§ Task objective: Copy the snake classification excerpt word for word, taking everything from "- Synonyms: Thanatos" down to "Authority: (Garcia, 1896)".

§ Excerpt:
# # # # # # #

Scientific classification
- Kingdom: Animalia
- Phylum: Chordata
- Class: Reptilia
- Order: Squamata
- Suborder: Serpentes
- Family: Viperidae
- Genus: Bothrops
- Species: B. punctatus
- Binomial name: Bothrops punctatus (Garcia, 1896)
- Synonyms: Thanatos montanus - Posada Arango, 1889; Thanatophis montanus - Posada Arango, 1889; Lachesis punctata - Garcia, 1896; Lachesis Monticellii - Peracca, 1910; Bothrops leptura - Amaral, 1923; Bothrops punctatus - Dunn, 1944; B[othrops]. monticelli - Dunn, 1944; Bothriopsis punctata - Campbell & Lamar, 1989; Bothriechis punctata - Schätti, Kramer & Touzet, 1990; Bothrops osbornei - Freire-Lascano, 1991; Bothriechis mahnerti - Schätti & Kramer, 1991; Bothriechis punctata punctata - Schätti & Kramer, 1993; Bothriechis punctata mahnerti - Schätti & Kramer, 1993;

= Bothrops punctatus =

- Genus: Bothrops
- Species: punctatus
- Authority: (Garcia, 1896)

# # # # # # #

[Point localization data]
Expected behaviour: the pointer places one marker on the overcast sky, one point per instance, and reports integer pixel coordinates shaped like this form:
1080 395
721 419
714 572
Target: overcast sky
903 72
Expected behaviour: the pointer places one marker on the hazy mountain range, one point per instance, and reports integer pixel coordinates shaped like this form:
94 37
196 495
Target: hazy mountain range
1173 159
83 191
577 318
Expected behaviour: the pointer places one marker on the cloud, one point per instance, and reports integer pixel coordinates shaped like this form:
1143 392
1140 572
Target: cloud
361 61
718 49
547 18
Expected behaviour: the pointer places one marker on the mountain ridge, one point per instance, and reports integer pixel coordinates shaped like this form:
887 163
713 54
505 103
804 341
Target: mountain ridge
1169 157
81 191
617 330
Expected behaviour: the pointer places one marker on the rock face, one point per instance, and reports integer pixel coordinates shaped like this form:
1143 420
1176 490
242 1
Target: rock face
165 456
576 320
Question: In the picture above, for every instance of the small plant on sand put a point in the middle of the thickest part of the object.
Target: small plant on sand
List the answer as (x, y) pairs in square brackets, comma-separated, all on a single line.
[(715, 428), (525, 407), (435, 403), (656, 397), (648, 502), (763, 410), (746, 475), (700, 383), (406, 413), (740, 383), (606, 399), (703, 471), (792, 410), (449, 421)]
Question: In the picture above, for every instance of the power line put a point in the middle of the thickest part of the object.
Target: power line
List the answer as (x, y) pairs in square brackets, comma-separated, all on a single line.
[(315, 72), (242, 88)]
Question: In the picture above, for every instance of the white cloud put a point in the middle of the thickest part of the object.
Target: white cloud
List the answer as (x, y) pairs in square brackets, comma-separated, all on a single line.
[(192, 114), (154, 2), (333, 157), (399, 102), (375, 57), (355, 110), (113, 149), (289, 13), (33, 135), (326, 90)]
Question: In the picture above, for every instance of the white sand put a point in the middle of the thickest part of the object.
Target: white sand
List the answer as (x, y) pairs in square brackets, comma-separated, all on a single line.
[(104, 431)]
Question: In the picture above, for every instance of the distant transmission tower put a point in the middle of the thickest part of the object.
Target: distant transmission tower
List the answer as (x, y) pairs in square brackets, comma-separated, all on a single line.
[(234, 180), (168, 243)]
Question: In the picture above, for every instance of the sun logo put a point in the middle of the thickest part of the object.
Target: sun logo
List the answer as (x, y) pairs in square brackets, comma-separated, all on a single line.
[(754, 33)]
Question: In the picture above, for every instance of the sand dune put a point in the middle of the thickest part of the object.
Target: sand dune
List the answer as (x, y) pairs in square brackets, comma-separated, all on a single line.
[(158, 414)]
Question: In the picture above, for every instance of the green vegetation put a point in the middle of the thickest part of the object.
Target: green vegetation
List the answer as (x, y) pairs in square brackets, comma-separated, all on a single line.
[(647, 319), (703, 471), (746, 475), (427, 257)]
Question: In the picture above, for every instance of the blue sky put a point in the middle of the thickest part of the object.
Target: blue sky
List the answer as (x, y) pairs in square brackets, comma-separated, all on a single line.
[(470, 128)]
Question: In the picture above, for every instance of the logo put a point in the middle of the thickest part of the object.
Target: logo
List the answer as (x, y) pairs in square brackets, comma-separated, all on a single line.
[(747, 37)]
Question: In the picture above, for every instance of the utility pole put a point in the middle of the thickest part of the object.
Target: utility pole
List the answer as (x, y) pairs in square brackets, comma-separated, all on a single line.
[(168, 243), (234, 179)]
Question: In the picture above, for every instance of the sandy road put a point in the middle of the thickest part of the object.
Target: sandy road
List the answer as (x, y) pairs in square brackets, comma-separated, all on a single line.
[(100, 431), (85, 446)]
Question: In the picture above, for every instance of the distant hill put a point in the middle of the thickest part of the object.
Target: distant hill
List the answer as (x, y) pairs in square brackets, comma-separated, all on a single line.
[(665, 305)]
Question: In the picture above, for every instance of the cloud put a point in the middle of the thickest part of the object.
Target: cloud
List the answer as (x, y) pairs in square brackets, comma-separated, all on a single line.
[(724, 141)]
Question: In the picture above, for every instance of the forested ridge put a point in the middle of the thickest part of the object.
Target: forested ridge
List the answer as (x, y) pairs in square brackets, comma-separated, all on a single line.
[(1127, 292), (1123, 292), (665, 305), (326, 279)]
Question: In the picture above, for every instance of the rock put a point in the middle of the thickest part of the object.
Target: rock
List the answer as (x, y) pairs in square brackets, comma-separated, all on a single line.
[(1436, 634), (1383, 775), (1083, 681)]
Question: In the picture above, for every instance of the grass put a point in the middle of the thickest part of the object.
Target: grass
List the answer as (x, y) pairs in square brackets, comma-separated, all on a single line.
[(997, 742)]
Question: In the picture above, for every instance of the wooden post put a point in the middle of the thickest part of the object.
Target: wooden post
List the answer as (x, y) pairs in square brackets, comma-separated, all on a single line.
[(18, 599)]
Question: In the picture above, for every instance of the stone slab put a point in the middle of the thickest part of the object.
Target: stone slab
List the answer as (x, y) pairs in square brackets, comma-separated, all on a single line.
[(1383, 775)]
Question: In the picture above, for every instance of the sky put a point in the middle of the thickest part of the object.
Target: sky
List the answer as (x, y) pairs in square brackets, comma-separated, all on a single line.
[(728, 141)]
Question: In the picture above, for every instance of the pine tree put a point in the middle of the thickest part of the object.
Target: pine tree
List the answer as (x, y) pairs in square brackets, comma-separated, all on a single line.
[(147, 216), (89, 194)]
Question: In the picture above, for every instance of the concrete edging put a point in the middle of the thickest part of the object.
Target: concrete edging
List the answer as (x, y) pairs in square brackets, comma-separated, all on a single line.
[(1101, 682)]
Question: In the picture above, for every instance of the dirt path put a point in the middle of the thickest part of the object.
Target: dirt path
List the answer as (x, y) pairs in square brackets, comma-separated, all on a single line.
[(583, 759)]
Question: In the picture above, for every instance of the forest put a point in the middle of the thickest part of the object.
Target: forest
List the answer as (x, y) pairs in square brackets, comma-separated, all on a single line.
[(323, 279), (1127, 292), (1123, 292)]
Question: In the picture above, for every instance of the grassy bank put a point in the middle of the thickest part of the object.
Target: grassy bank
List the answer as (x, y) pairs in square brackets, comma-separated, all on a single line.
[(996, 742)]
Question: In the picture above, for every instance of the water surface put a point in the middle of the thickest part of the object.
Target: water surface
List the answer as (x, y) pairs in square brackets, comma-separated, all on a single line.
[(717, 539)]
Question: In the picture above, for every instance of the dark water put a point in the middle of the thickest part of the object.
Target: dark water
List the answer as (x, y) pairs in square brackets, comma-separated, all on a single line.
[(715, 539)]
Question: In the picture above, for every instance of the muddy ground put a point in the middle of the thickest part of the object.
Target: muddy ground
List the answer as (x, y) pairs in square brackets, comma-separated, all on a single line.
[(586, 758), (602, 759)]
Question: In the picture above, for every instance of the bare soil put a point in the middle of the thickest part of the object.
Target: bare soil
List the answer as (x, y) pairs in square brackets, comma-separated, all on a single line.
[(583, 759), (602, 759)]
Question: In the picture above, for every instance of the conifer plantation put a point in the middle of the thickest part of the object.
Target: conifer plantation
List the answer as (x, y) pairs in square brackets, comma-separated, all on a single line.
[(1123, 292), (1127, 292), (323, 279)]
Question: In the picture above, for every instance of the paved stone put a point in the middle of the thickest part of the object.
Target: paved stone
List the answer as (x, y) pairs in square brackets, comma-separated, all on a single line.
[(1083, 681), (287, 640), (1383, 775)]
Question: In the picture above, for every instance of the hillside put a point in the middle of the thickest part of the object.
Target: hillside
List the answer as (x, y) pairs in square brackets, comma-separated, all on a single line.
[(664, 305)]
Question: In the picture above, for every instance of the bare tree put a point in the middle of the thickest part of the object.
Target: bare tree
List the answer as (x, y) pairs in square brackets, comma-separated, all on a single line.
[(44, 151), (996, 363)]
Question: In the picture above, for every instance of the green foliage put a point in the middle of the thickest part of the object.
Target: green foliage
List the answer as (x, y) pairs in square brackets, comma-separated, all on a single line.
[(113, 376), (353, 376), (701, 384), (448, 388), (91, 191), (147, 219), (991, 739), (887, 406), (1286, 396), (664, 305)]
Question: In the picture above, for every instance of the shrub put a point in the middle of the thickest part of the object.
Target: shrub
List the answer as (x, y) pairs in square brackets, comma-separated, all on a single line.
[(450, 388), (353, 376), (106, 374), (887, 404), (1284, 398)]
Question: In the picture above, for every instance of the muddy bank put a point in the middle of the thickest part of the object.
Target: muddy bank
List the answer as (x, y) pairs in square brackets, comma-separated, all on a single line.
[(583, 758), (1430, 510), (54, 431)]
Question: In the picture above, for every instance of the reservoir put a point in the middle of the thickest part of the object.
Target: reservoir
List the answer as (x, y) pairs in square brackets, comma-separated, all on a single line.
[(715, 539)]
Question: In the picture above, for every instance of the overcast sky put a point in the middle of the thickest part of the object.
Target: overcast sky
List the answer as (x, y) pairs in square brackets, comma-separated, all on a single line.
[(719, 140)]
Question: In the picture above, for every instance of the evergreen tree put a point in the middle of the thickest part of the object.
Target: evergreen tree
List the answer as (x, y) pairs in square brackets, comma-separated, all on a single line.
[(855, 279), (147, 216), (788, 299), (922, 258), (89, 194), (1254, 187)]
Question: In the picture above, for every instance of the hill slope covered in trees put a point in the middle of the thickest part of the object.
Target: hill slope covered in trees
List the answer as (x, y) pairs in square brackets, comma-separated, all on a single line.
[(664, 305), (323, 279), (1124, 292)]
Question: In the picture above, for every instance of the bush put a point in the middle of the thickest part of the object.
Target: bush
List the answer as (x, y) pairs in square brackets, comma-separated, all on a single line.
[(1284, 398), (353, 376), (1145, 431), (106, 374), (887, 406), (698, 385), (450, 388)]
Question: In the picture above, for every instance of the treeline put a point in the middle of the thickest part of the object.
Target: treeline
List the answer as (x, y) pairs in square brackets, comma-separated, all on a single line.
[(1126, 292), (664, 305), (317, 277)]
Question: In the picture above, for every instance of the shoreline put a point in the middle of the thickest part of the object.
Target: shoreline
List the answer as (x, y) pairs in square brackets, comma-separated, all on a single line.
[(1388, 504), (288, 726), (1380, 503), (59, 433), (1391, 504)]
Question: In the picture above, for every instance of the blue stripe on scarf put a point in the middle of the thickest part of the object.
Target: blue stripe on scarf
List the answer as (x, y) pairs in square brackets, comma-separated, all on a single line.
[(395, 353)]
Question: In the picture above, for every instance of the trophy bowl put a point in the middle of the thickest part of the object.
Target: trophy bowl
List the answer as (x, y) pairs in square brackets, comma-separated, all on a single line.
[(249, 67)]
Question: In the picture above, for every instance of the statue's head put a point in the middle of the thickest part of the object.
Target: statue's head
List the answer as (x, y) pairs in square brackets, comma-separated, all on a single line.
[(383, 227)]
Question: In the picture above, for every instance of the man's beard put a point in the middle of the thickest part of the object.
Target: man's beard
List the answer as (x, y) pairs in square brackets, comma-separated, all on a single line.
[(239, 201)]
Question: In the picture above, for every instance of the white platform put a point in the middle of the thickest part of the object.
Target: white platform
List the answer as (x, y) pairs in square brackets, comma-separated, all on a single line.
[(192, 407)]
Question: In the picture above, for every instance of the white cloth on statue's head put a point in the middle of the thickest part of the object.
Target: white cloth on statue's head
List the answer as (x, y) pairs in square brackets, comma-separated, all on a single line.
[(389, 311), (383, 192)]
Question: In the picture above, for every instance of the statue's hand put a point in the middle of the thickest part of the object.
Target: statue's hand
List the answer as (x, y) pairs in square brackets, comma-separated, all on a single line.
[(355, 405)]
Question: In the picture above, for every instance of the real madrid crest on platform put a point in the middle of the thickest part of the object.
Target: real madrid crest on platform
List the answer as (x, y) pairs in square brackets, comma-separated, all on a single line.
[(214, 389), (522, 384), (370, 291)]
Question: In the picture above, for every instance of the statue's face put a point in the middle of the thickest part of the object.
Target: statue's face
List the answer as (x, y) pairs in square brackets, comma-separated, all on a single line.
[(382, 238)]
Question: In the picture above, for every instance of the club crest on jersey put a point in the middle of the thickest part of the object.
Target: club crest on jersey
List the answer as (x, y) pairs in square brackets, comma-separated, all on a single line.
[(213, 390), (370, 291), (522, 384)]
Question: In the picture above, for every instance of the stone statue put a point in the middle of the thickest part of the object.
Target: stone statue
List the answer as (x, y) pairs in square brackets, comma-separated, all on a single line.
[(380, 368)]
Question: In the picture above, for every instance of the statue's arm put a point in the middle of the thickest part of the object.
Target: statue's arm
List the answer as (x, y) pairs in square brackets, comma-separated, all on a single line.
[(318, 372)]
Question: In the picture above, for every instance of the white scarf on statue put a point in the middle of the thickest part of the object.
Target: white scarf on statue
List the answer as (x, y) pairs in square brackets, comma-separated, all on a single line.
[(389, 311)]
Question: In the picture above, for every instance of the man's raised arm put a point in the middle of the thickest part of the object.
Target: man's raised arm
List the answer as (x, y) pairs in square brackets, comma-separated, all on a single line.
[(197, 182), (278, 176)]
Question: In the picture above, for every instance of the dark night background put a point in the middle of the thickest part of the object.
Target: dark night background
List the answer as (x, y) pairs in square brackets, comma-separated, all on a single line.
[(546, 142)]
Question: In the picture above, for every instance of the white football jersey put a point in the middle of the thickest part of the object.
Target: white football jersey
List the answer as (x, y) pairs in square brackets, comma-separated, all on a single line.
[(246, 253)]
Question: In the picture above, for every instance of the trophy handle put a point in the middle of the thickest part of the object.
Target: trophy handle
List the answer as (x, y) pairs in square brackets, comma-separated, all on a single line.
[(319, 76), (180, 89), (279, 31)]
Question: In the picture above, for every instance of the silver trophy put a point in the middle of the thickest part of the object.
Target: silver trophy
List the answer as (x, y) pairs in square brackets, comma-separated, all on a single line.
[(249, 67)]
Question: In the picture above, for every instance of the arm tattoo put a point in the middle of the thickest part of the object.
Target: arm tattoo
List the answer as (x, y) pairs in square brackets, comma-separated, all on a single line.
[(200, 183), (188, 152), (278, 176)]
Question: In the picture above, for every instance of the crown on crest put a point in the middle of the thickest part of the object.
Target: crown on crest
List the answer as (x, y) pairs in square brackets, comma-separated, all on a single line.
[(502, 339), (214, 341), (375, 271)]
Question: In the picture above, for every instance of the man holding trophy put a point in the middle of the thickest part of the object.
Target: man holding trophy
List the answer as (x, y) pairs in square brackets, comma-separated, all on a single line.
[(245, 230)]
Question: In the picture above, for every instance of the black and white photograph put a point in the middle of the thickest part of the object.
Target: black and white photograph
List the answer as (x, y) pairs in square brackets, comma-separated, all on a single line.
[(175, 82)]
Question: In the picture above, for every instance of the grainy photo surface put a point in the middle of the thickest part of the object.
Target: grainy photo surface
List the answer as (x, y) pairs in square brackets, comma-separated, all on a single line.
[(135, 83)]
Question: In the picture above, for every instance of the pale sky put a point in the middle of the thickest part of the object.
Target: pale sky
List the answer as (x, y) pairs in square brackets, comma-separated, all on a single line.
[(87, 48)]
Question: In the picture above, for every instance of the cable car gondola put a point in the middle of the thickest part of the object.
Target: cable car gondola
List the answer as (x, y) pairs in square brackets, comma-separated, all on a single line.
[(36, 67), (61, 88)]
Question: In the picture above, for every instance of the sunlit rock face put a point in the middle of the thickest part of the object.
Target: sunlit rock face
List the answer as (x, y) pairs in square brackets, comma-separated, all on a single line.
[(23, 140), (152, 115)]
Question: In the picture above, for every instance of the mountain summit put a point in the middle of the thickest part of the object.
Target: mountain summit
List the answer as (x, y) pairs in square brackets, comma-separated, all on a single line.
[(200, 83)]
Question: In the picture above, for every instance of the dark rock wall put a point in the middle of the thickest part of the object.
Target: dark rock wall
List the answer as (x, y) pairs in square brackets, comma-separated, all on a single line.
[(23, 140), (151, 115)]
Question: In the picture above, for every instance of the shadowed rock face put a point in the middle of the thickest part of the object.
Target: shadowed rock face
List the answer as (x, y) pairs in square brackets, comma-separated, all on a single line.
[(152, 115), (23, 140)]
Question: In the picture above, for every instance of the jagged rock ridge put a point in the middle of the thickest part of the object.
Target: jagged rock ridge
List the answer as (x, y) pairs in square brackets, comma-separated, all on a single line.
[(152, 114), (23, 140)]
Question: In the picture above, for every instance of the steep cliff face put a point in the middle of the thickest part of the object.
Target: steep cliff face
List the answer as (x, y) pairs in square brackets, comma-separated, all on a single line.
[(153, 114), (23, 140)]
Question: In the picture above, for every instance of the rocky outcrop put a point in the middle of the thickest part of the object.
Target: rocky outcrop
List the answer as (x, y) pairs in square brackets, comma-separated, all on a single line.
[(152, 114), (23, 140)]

# # # # # # #

§ Finished exercise:
- Synonyms: Thanatos montanus - Posada Arango, 1889; Thanatophis montanus - Posada Arango, 1889; Lachesis punctata - Garcia, 1896; Lachesis Monticellii - Peracca, 1910; Bothrops leptura - Amaral, 1923; Bothrops punctatus - Dunn, 1944; B[othrops]. monticelli - Dunn, 1944; Bothriopsis punctata - Campbell & Lamar, 1989; Bothriechis punctata - Schätti, Kramer & Touzet, 1990; Bothrops osbornei - Freire-Lascano, 1991; Bothriechis mahnerti - Schätti & Kramer, 1991; Bothriechis punctata punctata - Schätti & Kramer, 1993; Bothriechis punctata mahnerti - Schätti & Kramer, 1993;

= Bothrops punctatus =

- Genus: Bothrops
- Species: punctatus
- Authority: (Garcia, 1896)